▶ _Exercise directions_:
Please repeat the material below word for word, starting at the line that contains "Pinpoint each blue" and continuing through the last line of the material, both ends included.

--- START Dataset excerpts ---

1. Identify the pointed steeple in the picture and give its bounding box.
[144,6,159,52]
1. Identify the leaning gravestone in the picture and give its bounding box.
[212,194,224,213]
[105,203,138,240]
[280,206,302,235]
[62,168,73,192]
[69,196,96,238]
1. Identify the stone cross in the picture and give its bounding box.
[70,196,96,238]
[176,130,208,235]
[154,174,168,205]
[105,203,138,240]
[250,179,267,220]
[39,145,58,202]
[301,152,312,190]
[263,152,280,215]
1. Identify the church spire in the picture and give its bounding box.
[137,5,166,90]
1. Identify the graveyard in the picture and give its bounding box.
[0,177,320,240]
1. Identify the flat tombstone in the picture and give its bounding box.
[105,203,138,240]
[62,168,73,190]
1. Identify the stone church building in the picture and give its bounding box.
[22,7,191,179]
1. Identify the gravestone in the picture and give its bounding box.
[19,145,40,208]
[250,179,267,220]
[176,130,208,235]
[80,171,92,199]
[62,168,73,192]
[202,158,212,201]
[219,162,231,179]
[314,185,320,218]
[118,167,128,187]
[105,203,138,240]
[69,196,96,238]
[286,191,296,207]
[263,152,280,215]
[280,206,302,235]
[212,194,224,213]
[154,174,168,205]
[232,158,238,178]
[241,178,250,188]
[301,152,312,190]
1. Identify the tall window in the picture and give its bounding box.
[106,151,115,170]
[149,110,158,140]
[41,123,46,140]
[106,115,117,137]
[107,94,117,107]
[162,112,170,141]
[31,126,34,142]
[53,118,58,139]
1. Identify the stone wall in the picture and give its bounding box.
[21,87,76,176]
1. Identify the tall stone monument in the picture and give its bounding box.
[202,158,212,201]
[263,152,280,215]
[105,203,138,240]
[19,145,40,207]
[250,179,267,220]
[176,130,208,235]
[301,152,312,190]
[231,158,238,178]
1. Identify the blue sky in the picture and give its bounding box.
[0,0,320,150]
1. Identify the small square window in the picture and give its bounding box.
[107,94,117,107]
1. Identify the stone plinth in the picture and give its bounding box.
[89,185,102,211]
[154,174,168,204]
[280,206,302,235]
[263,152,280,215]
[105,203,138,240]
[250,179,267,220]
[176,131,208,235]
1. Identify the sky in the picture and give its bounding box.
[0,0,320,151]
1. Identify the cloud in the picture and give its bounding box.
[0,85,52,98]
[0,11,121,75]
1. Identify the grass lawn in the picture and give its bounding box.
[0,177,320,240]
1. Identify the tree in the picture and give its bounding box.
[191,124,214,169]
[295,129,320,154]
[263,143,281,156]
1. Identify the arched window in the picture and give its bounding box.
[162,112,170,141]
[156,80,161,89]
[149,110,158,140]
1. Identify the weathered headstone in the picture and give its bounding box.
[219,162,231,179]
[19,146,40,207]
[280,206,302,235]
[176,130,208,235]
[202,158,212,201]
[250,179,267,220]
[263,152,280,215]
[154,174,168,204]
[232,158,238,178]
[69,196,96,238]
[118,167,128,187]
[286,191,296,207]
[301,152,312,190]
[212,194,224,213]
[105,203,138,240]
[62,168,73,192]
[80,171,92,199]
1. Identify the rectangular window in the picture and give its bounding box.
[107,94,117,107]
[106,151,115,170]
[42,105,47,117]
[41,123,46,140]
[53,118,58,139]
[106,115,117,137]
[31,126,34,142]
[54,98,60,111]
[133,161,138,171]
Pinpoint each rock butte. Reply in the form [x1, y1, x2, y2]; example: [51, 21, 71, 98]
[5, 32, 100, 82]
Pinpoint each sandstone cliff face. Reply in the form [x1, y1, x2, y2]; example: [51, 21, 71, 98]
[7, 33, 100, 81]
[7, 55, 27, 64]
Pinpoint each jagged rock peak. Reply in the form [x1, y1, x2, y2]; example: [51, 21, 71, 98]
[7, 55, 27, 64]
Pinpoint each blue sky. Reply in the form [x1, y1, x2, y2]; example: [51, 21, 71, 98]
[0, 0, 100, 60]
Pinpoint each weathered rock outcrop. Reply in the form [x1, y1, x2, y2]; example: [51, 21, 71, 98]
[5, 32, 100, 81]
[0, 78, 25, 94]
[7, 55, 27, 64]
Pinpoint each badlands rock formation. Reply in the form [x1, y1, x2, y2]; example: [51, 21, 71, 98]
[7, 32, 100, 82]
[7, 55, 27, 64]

--- END Dataset excerpts ---

▶ _Task answer_:
Pinpoint each blue sky. Reply in the form [x1, y1, x2, y2]; example: [51, 21, 71, 98]
[0, 0, 100, 60]
Pinpoint each weathered rock outcrop. Reply in the form [x1, y1, x2, y2]; example: [51, 21, 71, 98]
[5, 32, 100, 81]
[0, 78, 25, 94]
[7, 55, 27, 64]
Pinpoint each badlands rock formation. Reply in the form [x1, y1, x2, y2]; example: [51, 21, 71, 98]
[7, 32, 100, 82]
[7, 55, 27, 64]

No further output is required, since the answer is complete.